_Problem description_
Copy exactly, and only, the lines between the start of the entries below and the line containing "target | bird's claw", both inclusive. Omit pictures.

Dataset entries
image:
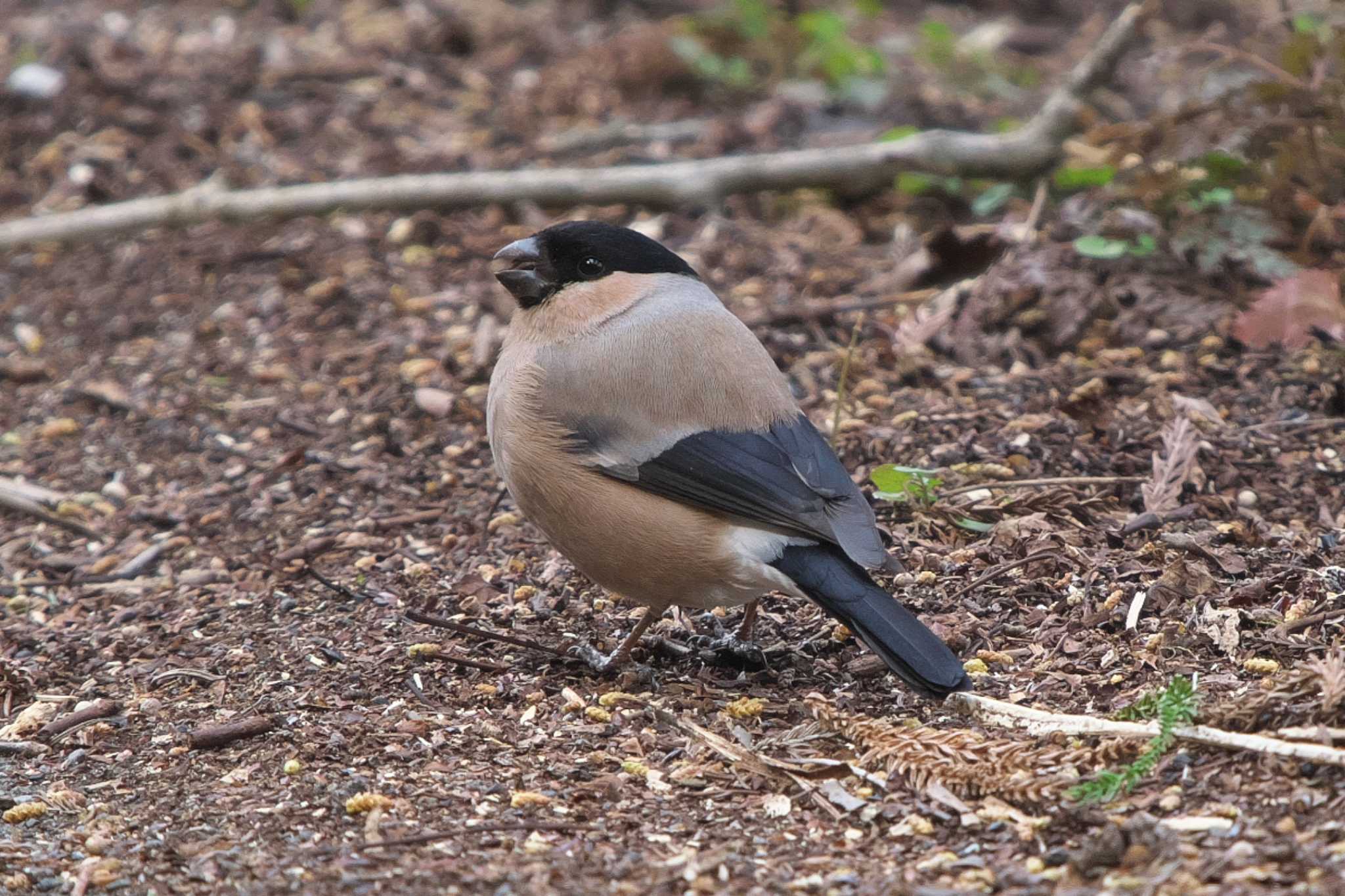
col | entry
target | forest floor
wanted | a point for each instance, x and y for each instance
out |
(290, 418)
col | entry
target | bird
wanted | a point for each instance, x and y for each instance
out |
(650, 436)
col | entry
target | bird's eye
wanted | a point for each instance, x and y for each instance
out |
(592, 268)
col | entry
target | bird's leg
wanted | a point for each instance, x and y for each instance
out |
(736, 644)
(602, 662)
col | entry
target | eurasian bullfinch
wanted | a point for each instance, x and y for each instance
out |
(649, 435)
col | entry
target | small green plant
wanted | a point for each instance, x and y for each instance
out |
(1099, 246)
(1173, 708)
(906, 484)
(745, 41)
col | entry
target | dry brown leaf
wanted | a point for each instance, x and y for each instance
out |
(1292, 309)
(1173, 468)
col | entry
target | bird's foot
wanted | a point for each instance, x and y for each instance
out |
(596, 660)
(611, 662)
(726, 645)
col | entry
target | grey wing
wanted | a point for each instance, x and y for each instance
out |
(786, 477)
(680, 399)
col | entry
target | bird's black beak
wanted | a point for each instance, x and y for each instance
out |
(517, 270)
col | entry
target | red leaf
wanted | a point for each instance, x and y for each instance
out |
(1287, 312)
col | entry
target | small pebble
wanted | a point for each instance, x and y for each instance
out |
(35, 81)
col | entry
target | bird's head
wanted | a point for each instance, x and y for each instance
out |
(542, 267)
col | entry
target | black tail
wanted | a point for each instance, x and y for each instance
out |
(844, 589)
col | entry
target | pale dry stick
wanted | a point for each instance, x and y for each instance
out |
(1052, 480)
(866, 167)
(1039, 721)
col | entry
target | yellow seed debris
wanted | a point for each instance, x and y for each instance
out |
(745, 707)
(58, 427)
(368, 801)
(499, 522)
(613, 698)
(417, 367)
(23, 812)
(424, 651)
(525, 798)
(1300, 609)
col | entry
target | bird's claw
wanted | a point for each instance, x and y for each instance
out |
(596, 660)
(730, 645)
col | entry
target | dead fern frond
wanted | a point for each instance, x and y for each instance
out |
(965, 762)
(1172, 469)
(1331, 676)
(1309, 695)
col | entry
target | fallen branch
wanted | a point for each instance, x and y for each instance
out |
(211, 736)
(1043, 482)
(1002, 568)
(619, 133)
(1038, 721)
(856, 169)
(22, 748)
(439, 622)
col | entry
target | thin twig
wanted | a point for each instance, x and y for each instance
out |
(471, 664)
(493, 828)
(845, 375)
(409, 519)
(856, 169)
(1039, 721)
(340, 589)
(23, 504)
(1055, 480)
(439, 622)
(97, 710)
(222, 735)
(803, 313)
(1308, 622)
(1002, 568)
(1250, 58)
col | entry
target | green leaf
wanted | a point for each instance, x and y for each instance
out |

_Written reply_
image:
col | entry
target | forest floor
wanted | a point for each instance, x and y for each instance
out |
(290, 418)
col | entry
target | bird
wanted | a point for each instance, x and y for each instance
out |
(650, 436)
col | entry
target | bird's eye
wanted | a point for each instance, x and y for each instance
out |
(592, 268)
col | entry
target | bird's leg
wanted | a point for each instance, x and y for each instance
out |
(736, 644)
(602, 662)
col | entry
target | eurasian bullfinch
wanted | a point for each instance, x and y for each instance
out |
(649, 435)
col | entry
target | small green plant
wanted | a point for each instance, x and y for each instance
out |
(1099, 246)
(1173, 708)
(906, 484)
(745, 41)
col | entry
target | dry brown leaf
wanted | a point for each instance, x and y for each instance
out |
(1292, 309)
(1173, 468)
col | entry
target | bird's foot
wanted | a point for each instance, x and y for each instance
out |
(596, 660)
(611, 662)
(726, 645)
col | entry
target | grey wing
wanted | a point for each instance, x and y for each instance
out |
(786, 477)
(680, 399)
col | entry
target | bird's black beak
wanted | a point for each instance, x and y for each instance
out |
(517, 270)
col | entry
target | red leaf
wanted | a point for each instance, x and y for each instance
out |
(1287, 312)
col | entry
target | small pebble
wanted | a point for each instance, x and y for each instance
out |
(35, 81)
col | entry
target | bird's head
wanted | a point for each instance, x and y for each instance
out |
(542, 267)
col | entry
target | black tail
wanted | a point for each instance, x and y for each instance
out |
(844, 589)
col | entry
target | pale dry stick
wanted | a point for each instance, x and y for each instance
out |
(1052, 480)
(866, 167)
(1039, 721)
col | entry
target | yellow seed debris
wanted | a point for each instance, x and y for each instance
out |
(745, 707)
(58, 427)
(368, 801)
(499, 522)
(613, 698)
(417, 367)
(23, 812)
(424, 651)
(525, 798)
(1300, 609)
col | entry
target | bird's claw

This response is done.